### WHAT THE TASK REQUIRES
Retype each line below precisely.

____

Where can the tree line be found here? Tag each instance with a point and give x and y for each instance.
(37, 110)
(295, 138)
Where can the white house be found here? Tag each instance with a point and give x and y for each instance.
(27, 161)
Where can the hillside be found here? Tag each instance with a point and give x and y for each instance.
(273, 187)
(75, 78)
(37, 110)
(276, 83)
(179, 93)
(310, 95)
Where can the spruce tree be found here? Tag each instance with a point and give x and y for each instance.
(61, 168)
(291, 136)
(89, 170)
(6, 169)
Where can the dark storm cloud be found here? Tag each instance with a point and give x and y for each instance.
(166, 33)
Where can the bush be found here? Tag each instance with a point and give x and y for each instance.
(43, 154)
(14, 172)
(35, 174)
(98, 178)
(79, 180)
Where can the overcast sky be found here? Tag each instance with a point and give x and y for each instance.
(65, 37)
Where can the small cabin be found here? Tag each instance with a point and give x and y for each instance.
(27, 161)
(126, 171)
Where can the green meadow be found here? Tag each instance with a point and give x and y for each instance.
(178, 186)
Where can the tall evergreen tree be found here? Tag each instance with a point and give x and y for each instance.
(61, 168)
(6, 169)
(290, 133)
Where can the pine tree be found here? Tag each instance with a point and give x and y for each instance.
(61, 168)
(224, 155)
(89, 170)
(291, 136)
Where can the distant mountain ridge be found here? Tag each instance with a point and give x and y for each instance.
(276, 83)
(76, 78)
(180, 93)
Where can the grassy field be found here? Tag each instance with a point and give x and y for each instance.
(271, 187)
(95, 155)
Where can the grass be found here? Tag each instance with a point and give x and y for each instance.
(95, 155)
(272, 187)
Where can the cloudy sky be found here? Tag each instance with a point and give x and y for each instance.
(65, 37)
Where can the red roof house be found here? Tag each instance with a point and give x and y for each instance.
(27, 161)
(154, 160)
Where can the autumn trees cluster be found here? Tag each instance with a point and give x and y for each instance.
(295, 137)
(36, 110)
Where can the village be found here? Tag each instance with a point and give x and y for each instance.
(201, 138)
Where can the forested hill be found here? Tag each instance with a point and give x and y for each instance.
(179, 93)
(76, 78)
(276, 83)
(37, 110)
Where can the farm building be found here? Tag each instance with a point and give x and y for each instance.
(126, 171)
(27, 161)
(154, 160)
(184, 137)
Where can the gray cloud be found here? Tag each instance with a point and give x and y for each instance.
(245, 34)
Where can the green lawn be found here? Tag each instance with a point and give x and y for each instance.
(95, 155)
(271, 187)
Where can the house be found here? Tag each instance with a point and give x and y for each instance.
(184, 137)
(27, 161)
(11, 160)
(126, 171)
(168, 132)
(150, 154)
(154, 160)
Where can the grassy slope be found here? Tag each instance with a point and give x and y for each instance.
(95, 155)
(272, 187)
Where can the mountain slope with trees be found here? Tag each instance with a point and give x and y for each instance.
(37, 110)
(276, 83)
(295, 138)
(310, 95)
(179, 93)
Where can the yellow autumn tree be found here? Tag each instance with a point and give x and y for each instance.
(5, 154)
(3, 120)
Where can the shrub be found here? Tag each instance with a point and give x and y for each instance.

____

### REPLY
Where can the tree line be found here? Tag each instance with a point and give x and y for each instance.
(37, 110)
(295, 138)
Where can the white house be found here? Tag each instance with a point and give x and y for each instance.
(27, 161)
Where can the hillside be found here? Tag each instance with a point and give x and y for each instance.
(273, 187)
(75, 78)
(37, 110)
(276, 83)
(179, 93)
(310, 95)
Where can the spruce tree be found here? Tag each instance with a point and give x and y for each instance.
(61, 168)
(291, 136)
(89, 170)
(6, 169)
Where can the dark storm cloud be found here? Tag each instance with a point and give x and y for each instance.
(166, 33)
Where can the bush be found here? Tag each instance with a point and give x and y for each instance.
(43, 154)
(14, 172)
(35, 174)
(98, 178)
(79, 180)
Where can the overcast sky be found here? Tag each instance with a point and give x and y for each instance.
(65, 37)
Where can the small cabin be found here? Tag each instance with a point and give x and y for each instance.
(27, 161)
(126, 171)
Where can the green meadow be found here? Tag each instance with a point and give x and y for each instance.
(178, 186)
Where can the tall evergreen tree be found here? Tag each instance with a point and give x and y for each instance.
(61, 168)
(6, 169)
(290, 133)
Where can the pine tree be found here? Tag each instance with a point and give x and y for each instance.
(61, 168)
(224, 155)
(89, 170)
(291, 136)
Where can the distant mountain ridge be found here? Tag each instance with a point and give x and y for each instance.
(276, 83)
(76, 78)
(180, 93)
Where can the grassy field be found here? Tag each instance with a point and give x and y for each instance.
(271, 187)
(95, 155)
Where can the grass be found here? Tag each instance with a point and give x and y for each instance.
(95, 155)
(272, 187)
Where can the cloudy sky be found here? Tag each instance with a point and give x and y for each instance.
(65, 37)
Where can the red roof house be found here? Tag each instance with a point and give x and y for each instance.
(27, 161)
(154, 160)
Where can the autumn trees cluster be found here? Tag each instance with a point and give x and y for each instance.
(295, 137)
(36, 110)
Where can the village be found here? Tag each instance with a point and give x and y for each instance.
(201, 138)
Where can the forested hill be found here? Tag each instance with a point and give x and y for each instance.
(179, 93)
(76, 78)
(276, 83)
(37, 110)
Where can the farm building be found here? Tag each instance with a point and give x and y for each instance.
(126, 171)
(27, 161)
(154, 160)
(184, 137)
Where can the gray cloud be found here? Tag each instance with a point and give x and y for each instance.
(245, 34)
Where can the green lawn be found here? Tag each instance with a point and give x and y for each instance.
(95, 155)
(271, 187)
Where can the house be found here? Tag each instance with a point and give x and y for each instance.
(184, 137)
(27, 161)
(11, 160)
(126, 171)
(168, 132)
(150, 154)
(154, 160)
Where can the grassy slope be found here? Tag each instance with a point and give x and y for each instance.
(95, 155)
(272, 187)
Where can the mountain slope with trees be found here? Tag each instance with a point and give x and y for each instance.
(37, 110)
(276, 83)
(295, 138)
(310, 95)
(179, 93)
Where can the yellow autumn tree be found here? Tag each instance with a point and give x and y for each instance.
(5, 154)
(3, 120)
Where can the shrub be found here? Tag each instance with a point and give x and y for each instance.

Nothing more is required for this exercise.